======== Teks Sumber ========

Baca berita tanpa iklan. Gabung Kompas.com+
Kompas.com - 17/02/2015, 15:01 WIB


Oleh: Refly Harun

JAKARTA, KOMPAS - Presiden Joko Widodo menghadapi ujian mahadahsyat setelah permohonan Komisaris Jenderal Budi Gunawan dikabulkan Pengadilan Negeri Jakarta Selatan. Gugatan untuk melantik Budi Gunawan sebagai Kepala Polri akan deras ke arah Jokowi.

Presiden akan terus ditimpa dilema antara melantik dan tidak melantik Budi Gunawan (BG). Andai permohonan BG ditolak, mudah sekali bagi Jokowi untuk mengajukan calon baru Kepala Polri. Jika ditangkap sinyal yang diberikan Jokowi dalam beberapa kesempatan, antara lain penundaan pelantikan melalui keputusan presiden pada 16 Januari dan telepon kepada Ahmad Syafii Maarif, sangat jelas bahwa arah Presiden adalah tidak melantik BG.

Namun, Jokowi terus diimpit arus kuat Koalisi Indonesia Hebat, yang dimotori oleh Partai Demokrasi Indonesia Perjuangan, yang menginginkan agar BG tetap dilantik. Dengan memainkan politik beli waktu (buying time), Jokowi berlindung di balik dalih menunggu putusan praperadilan.

Kini, setelah Senin (16/2/2015) kemarin, Pengadilan Negeri Jakarta Selatan mengabulkan permohonan BG dengan menyatakan penetapan tersangka BG tidak sah, apakah tidak ada pilihan selain melantik BG? Sebelum menjawab pertanyaan ini, penting diulas dulu putusan praperadilan yang disidang dan dibacakan hakim tunggal Sarpin Rizaldi.

Menguji UU

Sejak awal permohonan praperadilan diajukan oleh BG, kritik deras bertubi-tubi datang bahwa praperadilan tidak dapat mempersoalkan status tersangka. Yang dapat diajukan kepada praperadilan, menurut Undang-Undang Nomor 8 Tahun 1981 tentang Kitab Undang-undang Hukum Acara Pidana (KUHAP), adalah (1) sah tidaknya penangkapan atau penahanan, (2) sah tidaknya penghentian penyidikan atau penuntutan, serta (3) ganti rugi dan rehabilitasi yang perkaranya tidak diajukan ke persidangan.

Ganti rugi juga dapat diberikan bagi seseorang yang dikenai tindakan lain yang tidak berdasarkan undang-undang. Tindakan lain yang dimaksud dalam KUHAP adalah pemasukan rumah, penggeledahan, penyitaan yang tidak sah, dan penahanan tanpa alasan.

======== Entri yang Ditampilkan ========

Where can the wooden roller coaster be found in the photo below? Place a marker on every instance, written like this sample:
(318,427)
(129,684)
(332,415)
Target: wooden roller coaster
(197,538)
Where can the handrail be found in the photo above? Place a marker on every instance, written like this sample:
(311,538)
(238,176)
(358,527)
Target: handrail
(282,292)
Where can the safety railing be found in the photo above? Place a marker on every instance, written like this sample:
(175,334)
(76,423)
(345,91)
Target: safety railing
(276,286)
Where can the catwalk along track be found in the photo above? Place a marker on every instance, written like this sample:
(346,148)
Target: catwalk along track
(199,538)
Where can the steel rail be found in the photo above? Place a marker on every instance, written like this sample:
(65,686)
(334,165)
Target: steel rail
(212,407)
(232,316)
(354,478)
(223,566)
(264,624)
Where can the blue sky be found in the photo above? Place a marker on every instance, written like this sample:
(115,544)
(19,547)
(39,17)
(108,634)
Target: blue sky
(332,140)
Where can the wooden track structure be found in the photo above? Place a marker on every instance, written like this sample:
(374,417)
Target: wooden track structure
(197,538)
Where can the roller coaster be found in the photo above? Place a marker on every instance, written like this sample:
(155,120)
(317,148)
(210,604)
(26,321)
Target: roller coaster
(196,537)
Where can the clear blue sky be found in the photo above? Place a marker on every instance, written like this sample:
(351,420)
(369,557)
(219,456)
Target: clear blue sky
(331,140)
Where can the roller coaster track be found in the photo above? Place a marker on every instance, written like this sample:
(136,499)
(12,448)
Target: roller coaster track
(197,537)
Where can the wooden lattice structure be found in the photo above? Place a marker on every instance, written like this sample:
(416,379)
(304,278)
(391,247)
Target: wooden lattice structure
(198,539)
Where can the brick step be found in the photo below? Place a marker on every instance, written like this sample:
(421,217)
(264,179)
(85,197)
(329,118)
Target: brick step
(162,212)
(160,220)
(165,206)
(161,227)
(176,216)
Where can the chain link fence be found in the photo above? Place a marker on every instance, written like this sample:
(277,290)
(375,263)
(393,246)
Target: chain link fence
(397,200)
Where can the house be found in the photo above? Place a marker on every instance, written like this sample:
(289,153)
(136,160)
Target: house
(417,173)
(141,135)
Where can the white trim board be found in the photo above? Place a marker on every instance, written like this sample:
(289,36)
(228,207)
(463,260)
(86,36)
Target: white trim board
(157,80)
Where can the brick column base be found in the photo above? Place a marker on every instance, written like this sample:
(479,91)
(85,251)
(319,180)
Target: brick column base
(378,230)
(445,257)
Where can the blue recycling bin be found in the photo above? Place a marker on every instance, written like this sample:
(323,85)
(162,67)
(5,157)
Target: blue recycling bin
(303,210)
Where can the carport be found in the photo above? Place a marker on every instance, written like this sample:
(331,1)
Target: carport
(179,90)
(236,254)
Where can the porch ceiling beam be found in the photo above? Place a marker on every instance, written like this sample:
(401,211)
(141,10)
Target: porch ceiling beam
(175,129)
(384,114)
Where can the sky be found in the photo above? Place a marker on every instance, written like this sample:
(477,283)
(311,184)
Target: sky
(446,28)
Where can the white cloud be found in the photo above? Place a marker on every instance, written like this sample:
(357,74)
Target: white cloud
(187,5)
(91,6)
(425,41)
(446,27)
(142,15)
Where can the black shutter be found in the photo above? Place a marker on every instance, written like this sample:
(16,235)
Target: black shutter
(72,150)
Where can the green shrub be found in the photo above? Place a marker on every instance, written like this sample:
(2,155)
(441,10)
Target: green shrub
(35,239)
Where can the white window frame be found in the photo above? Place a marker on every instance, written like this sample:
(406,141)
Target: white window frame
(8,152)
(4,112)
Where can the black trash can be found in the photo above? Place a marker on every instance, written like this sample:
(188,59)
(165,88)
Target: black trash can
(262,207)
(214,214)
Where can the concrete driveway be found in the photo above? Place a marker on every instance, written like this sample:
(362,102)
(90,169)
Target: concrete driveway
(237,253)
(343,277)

========

## Petunjuk Tugas
1. Dalam artikel tentang putusan praperadilan Budi Gunawan, siapa hakim tunggal yang menyidangkan dan membacakan putusan tersebut?
2. Teruskan artikel tentang putusan praperadilan Budi Gunawan setelah kalimat terakhirnya.
Data ini diambil dari sumber yang berbeda.

## Hasil Latihan
1. Sarpin Rizaldi.

2.
Mereka yang beraliran progresif, bahwa hukum tidak sekadar di atas kertas (on the paper), tetapi hidup dalam praktik (law in action), akan menyatakan hakim bisa menyidangkan perkara ini. Hakim tidak boleh menolak perkara dengan alasan tidak ada hukumnya. Hakim justru harus menggali keadilan dalam masyarakat. Hakim harus menemukan hukum apabila yang tertulis tidak mengatur.

Klaim ini tidak keliru jika memang terjadi kekosongan hukum untuk mempersoalkan hal-hal yang dipersoalkan BG. Dalam konteks ini, tidak ada kekosongan hukum. Segala argumentasi BG sesungguhnya bisa disampaikan di pengadilan tindak pidana korupsi (tipikor). Praperadilan, dengan hakim tunggal dan putusan dibatasi waktu tujuh hari, harusnya menahan diri untuk tidak masuk lebih jauh dari mandat yang diberikan undang-undang. Apabila masuk lebih jauh, praperadilan akan mengambil alih kewenangan pengadilan lain.

Apa yang dilakukan hakim Sarpin ternyata tidak sekadar membuka pintu mempersoalkan status tersangka. Ia juga menyentuh substansi perkara yang mestinya menjadi wilayah pengadilan tipikor. Bahkan, jika menyimak secara jeli, hakim Sarpin juga telah menafsirkan undang-undang dan membatasi kewenangan Komisi Pemberantasan Korupsi (KPK).

Menurut putusan hakim Sarpin, KPK tidak berwenang menyidik perkara BG karena BG bukan penegak hukum dan penyelenggara negara ketika kasus yang disidik terjadi. Saat itu, BG menjabat Kepala Biro Pembinaan Karier Deputi Sumber Daya Manusia Polri. Pernyataan bahwa BG bukan penegak hukum dan penyelenggara negara disimpulkan dengan menganalisis dan menafsirkan sejumlah ketentuan undang-undang. Hingga titik ini, bukan prosedur lagi yang dinilai hakim Sarpin, melainkan sudah substansi undang-undang.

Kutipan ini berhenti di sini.